» TASK GOAL
Below are some records; print every one of them exactly.
*** DATA SHOWN Section Begins ***
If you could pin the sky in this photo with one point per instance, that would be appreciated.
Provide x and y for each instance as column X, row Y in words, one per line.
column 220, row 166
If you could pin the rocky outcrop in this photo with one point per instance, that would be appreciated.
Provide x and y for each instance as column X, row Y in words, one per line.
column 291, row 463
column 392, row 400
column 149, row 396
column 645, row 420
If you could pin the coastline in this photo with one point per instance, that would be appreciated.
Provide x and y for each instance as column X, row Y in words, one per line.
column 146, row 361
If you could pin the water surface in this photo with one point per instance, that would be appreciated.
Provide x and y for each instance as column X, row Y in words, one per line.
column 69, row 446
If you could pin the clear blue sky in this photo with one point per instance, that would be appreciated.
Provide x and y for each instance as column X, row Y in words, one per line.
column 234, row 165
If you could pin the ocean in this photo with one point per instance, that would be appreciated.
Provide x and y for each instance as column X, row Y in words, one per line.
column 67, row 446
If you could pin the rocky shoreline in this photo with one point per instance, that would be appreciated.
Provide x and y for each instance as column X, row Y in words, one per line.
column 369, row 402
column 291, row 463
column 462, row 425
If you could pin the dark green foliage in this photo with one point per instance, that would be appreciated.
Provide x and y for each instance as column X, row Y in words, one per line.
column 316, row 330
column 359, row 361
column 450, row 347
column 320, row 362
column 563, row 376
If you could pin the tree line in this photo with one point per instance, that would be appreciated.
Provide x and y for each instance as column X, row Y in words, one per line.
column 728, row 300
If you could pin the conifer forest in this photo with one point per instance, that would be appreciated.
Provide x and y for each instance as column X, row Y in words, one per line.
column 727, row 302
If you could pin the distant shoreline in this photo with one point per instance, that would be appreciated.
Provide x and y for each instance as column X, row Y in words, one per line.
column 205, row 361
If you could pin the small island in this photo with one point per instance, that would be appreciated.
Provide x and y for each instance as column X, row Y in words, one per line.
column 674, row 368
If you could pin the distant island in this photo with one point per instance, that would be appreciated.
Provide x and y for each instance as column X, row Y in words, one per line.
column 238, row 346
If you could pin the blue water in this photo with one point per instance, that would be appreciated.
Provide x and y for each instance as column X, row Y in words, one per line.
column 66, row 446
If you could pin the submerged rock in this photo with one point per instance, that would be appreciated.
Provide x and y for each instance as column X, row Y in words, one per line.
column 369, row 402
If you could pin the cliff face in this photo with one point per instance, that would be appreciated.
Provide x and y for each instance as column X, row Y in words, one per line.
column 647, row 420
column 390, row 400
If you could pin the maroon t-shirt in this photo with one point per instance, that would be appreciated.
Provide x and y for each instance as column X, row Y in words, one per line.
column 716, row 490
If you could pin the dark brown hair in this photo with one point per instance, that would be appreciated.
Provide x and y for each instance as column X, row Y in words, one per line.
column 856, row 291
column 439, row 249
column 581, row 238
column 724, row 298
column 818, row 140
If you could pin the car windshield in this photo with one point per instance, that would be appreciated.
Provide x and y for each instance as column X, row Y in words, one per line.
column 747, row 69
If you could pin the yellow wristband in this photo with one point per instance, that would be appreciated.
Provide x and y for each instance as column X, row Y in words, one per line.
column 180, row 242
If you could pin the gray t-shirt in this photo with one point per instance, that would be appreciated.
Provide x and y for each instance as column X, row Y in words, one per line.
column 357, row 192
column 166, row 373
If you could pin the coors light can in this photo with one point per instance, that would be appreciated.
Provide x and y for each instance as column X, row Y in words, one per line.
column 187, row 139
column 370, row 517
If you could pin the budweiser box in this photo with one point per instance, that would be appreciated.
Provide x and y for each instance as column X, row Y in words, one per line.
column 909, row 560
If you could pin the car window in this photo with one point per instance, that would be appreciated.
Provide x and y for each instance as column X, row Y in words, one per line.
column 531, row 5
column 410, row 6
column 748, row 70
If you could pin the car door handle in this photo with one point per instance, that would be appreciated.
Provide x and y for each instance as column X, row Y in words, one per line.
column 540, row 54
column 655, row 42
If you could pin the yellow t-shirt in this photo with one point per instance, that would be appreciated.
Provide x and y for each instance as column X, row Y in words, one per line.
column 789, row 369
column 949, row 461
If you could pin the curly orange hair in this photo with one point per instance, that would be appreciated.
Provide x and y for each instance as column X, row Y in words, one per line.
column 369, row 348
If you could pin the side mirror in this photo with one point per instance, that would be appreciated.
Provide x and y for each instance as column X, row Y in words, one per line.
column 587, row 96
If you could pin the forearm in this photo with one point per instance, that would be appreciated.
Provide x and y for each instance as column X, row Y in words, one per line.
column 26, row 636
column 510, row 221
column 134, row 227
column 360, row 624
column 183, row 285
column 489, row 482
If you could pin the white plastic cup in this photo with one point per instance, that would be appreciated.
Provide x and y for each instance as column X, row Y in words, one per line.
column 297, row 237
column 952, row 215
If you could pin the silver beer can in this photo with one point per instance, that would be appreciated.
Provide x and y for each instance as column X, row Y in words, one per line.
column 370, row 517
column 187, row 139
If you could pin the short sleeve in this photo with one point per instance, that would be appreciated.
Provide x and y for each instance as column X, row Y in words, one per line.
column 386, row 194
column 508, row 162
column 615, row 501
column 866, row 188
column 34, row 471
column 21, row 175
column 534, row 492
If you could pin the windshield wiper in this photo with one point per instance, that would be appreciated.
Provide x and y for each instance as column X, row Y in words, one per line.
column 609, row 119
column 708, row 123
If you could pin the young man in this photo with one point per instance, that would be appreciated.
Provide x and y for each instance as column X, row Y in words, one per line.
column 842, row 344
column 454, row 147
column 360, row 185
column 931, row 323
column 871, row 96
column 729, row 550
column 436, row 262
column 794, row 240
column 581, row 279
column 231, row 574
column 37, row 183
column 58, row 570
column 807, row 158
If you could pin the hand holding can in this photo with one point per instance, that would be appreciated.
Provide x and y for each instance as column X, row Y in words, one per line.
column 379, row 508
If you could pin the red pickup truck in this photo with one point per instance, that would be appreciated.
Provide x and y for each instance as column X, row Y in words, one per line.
*** DATA SHOWN Section Ends ***
» RESULT
If you could pin the sky in this photo with one point per instance, that would be appreciated.
Provide x and y for each instance as column X, row Y in words, one per line.
column 220, row 166
If you could pin the rocky outcrop in this photo with one point per instance, that would be appreciated.
Provide x and y for each instance as column X, row Y in words, one per line.
column 291, row 463
column 392, row 400
column 149, row 396
column 645, row 420
If you could pin the coastline in this photo with one point per instance, that would be appreciated.
Provide x and y for each instance as column X, row Y in words, one per line.
column 146, row 361
If you could pin the water surface in this photo with one point per instance, that would be appreciated.
Provide x and y for each instance as column X, row Y in words, one per line.
column 69, row 446
If you could pin the clear blue sky in this photo with one point per instance, that would be appreciated.
Provide x and y for each instance as column X, row Y in words, one per line.
column 234, row 165
If you could pin the ocean in this photo with one point per instance, that would be appreciated.
Provide x and y for each instance as column X, row Y in words, one per line.
column 67, row 446
If you could pin the rocky shoreline in this photo with one point per instance, that would be appreciated.
Provide x and y for each instance as column X, row Y in words, one per line.
column 369, row 402
column 291, row 463
column 462, row 425
If you could pin the dark green foliage in this photo with one point per instance, that would be appreciated.
Provide x and y for each instance as column X, row Y in words, one per line.
column 316, row 330
column 359, row 361
column 450, row 347
column 320, row 362
column 563, row 376
If you could pin the tree line in this photo with one point per instance, that would be appreciated.
Provide x and y for each instance as column X, row Y in words, one per line.
column 728, row 300
If you could pin the conifer forest in this photo with one point per instance, that would be appreciated.
Provide x and y for each instance as column X, row Y in words, one per line.
column 727, row 302
If you could pin the distant shoreline in this photo with one point per instance, that would be appreciated.
Provide x and y for each instance as column X, row Y in words, one per line.
column 205, row 361
If you could pin the small island in this photo with one point per instance, that would be appreciated.
Provide x and y for each instance as column X, row Y in words, one per line.
column 674, row 368
If you could pin the distant island in this photo with one point per instance, that would be appreciated.
Provide x and y for each instance as column X, row Y in words, one per line.
column 238, row 346
If you could pin the blue water in this photo with one point per instance, that would be appreciated.
Provide x and y for each instance as column X, row Y in words, one per line.
column 66, row 446
If you could pin the submerged rock in this photo with one point per instance, that would be appreciated.
Provide x and y for each instance as column X, row Y in words, one per line.
column 369, row 402
If you could pin the cliff face in this photo with one point per instance, that would be appreciated.
Provide x and y for each instance as column X, row Y in words, one per line.
column 647, row 420
column 390, row 400
If you could pin the maroon t-shirt in this photo with one point per instance, that would be appreciated.
Provide x and y for each instance as column X, row Y in words, one per line.
column 716, row 490
If you could pin the dark brown hair in this photo with one point per instance, that would be appreciated.
Provide x and y for each instance as column X, row Y in words, one per line.
column 856, row 291
column 439, row 249
column 581, row 238
column 724, row 298
column 818, row 140
If you could pin the car windshield in this photo with one point per instance, that would be appreciated.
Provide x and y for each instance as column X, row Y in words, one per line.
column 747, row 69
If you could pin the yellow wristband in this photo with one point per instance, that would be appreciated.
Provide x and y for each instance as column X, row Y in words, one per line.
column 180, row 242
If you could pin the gray t-shirt in this photo with one point per instance, that would be appreciated.
Provide x and y for each instance as column X, row Y in words, one per line.
column 357, row 192
column 166, row 373
If you could pin the coors light can in this photo with one point per instance, that would be appreciated.
Provide x and y for each instance as column X, row Y in words, one per line.
column 187, row 139
column 370, row 517
If you could pin the budweiser box in this photo with one point per instance, that would be appreciated.
Provide x and y for each instance as column X, row Y in words, one per line.
column 909, row 560
If you could pin the car window in this photo with one point per instance, that would be appreciated.
Provide x and y for each instance as column X, row Y in words, one per line.
column 531, row 5
column 410, row 6
column 748, row 70
If you could pin the car door handle in this photo with one point per instance, that would be appreciated.
Provide x and y for each instance as column X, row Y in words, one per line.
column 540, row 54
column 655, row 42
If you could pin the yellow t-shirt in this photo with one point per instance, that would be appreciated.
Provide x and y for each instance as column X, row Y in words, one per line.
column 789, row 369
column 949, row 461
If you could pin the curly orange hair in this photo with one point per instance, that would be appreciated.
Provide x and y for each instance as column X, row Y in words, one per line.
column 369, row 348
If you could pin the side mirror in this photo with one point per instance, that would be appreciated.
Provide x and y for each instance as column X, row Y in words, one per line.
column 587, row 96
If you could pin the forearm in this photo with one point per instance, that would be appreciated.
Provide x and y for each instance as column X, row Y in words, one per line.
column 26, row 636
column 510, row 221
column 134, row 227
column 360, row 624
column 183, row 285
column 489, row 482
If you could pin the white plastic cup in this photo with one point per instance, that would be appreciated.
Provide x and y for each instance as column X, row Y in words, one per line.
column 297, row 237
column 952, row 215
If you could pin the silver beer can in this photo with one point per instance, that would be appreciated.
Provide x and y for each instance as column X, row Y in words, one per line.
column 370, row 517
column 187, row 139
If you could pin the short sleeve in this photo with one point per instance, that would be appreciated.
Provide x and y for each instance as column X, row Y in words, one per line.
column 386, row 194
column 508, row 162
column 615, row 501
column 866, row 188
column 34, row 471
column 21, row 175
column 534, row 492
If you could pin the windshield wiper in this photo with one point per instance, that would be appreciated.
Provide x and y for each instance as column X, row Y in words, one per line.
column 609, row 119
column 708, row 123
If you could pin the young man in this photo with one point per instance, that would be appreciated.
Provide x and y for each instance as column X, row Y in words, one per line.
column 842, row 344
column 454, row 147
column 360, row 185
column 931, row 323
column 871, row 96
column 729, row 550
column 436, row 262
column 794, row 240
column 581, row 279
column 231, row 574
column 37, row 183
column 58, row 570
column 807, row 158
If you could pin the hand holding can in this photo with one point per instance, that would be appreciated.
Provide x and y for each instance as column X, row Y in words, one per line.
column 379, row 508
If you could pin the red pickup truck in this photo with one point per instance, that would be appreciated.
Provide x and y for each instance as column X, row Y in words, one per line.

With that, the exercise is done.